GIVEN PASSAGE
▶
DENNIS NAKU of Punch reports on the latest power struggle between the Minister of the Federal Capital Territory, Nyesom Wike, and Rivers State Governor, Siminalayi Fubara, over the political control of the state, following the collapse of the peace deal facilitated by President Bola Tinubu and the efforts by the duo to strengthen their respective support bases in the state

IN the run-up to the 2023 general elections, the relationship between Nyesom Wike, then governor of Rivers State and Siminalayi Fubara, the state Accountant-General, as he then was, was like that of a father and son.

Wike, at the twilight of his administration, did everything to ensure that he installed a loyal successor, which he found in Fubara, against the wishes of many party bigwigs and faithful in the state, who argued that the latter, being a political rookie and having not contributed anything to the Peoples Democratic Party, should not have been given the plum job.

Wike, however, appealed to the heavyweights to accept Fubara for reasons best known to him. His plea was received with mixed feelings among party men and women, especially among the majority of the aspirants seeking the party’s ticket ahead of the election.

The likes of former governor of the state, Celestine Omehia, erstwhile deputy governor, Tele Ikuru, former Minister of Transport, Dr Abiye Sekibo, former Deputy Speaker of the House of Representatives, Chief Austin Opara, Senator Lee Maeba, among others, were party stalwarts Wike locked horns with and stepped on their toes before having his way, causing a major crack in the party fold.

Even before Fubara was declared winner of the primary, it was said that some of the aspirants, including Dr Sekibo, in objection, walked out of the Dr Obi Wali International Conference Centre, the venue of the exercise where Fubara was elected as the party’s standard-bearer.

One of the fallouts of the disagreement was that Dr Sekibo, Senator Maeba, and Chief Opara, who were governorship aspirants of the party, along with Sir Omehia and other chieftains of the party, like former Commissioner for Employment and Economic Generation, Dr Leloonu Nwibubasa, turned their backs on Wike.

Needless to say, the aggrieved party stalwarts also opposed the group of five governors, known as the G-5, aka Integrity Group, led by Wike, who rejected the Peoples Democratic Party presidential candidate and former vice president, Atiku Abubakar, as the political permutations then gathered momentum for the poll.

While Wike saw them as state enemies for aligning with Atiku, one of them and former senator, Maeba, voiced his concerns bluntly thus, “A candidate has emerged for our party. So we don’t need anybody to tell us who to support for the president in the coming election. What we should do is to come together and support the candidate that has emerged.”

Fubara contested the election, won by a landslide and was sworn in as governor in a well-attended ceremony, held at the Yakubu Gowon Stadium, Elekahia, in Port Harcourt, on May 29, 2023, after Wike had handed over state power and authority to him in the public glare.

Within the first three to four months of the new administration, things were going smoothly between the godfather, Wike, and his godson, Fubara, until somewhere down the line, when some strange developments were noticed.

Like a bolt from the blues, Wike and Fubara were no longer seen together exchanging the usual banters, even at important state functions. Tongues started wagging and, as it is said, the walls have ears, so that from within there were whispers that the house was falling.

Noticeably among the cracks in the wall was the former governor ensuring that four commissioners – Works, Education, Attorney-General/Justice, and Finance, who worked under him when he held sway, were reappointed and assigned the same portfolios by his successor.
◀
COMPLETE THE FOLLOWING
a. Write out the passage of the article on Wike and Fubara between "Wike, at the" and "the plum job.", inclusive.
b. For each statement below, state whether the article on Wike and Fubara agrees with it, answering yes or no and quoting the words of the article that decide it. (i) Fubara was sworn in as governor at the Yakubu Gowon Stadium in Port Harcourt on May 29, 2023. (ii) Before the 2023 elections, Fubara was the state's Commissioner for Finance. (iii) Dr Sekibo was among the aspirants said to have walked out of the venue of the primary.

DATA SECTION
▶
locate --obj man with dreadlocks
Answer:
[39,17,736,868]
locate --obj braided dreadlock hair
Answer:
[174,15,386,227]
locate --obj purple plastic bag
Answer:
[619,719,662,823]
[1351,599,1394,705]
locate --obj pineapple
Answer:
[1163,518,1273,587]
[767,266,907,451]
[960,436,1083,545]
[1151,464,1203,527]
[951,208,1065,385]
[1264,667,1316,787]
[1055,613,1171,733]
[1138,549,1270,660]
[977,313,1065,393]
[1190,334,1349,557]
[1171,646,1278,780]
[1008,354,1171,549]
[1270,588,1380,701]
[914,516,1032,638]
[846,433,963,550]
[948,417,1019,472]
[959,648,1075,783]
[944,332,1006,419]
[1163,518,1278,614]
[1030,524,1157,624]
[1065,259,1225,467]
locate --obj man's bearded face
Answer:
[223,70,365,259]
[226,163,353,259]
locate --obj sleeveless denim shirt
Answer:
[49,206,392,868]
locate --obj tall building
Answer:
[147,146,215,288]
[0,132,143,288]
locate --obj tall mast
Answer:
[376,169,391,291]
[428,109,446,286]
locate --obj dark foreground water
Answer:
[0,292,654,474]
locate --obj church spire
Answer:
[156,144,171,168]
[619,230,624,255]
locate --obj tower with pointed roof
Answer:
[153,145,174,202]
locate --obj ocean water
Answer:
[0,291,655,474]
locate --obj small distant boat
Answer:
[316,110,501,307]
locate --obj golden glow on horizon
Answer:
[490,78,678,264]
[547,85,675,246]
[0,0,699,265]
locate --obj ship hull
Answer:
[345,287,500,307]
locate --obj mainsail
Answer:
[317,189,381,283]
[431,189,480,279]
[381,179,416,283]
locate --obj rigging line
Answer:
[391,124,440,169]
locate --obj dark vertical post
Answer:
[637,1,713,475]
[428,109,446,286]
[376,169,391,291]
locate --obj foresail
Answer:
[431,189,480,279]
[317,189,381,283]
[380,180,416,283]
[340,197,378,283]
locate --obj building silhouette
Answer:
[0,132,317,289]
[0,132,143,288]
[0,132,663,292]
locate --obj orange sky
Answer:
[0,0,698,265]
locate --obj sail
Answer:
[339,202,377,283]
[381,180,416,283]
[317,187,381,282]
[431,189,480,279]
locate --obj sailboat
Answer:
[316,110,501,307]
◀
COMPLETED EXERCISE
a.
Wike, at the twilight of his administration, did everything to ensure that he installed a loyal successor, which he found in Fubara, against the wishes of many party bigwigs and faithful in the state, who argued that the latter, being a political rookie and having not contributed anything to the Peoples Democratic Party, should not have been given the plum job.

b.
(i) Yes: "held at the Yakubu Gowon Stadium, Elekahia, in Port Harcourt, on May 29, 2023"
(ii) No: "Siminalayi Fubara, the state Accountant-General, as he then was"
(iii) Yes: "some of the aspirants, including Dr Sekibo, in objection, walked out of the Dr Obi Wali International Conference Centre"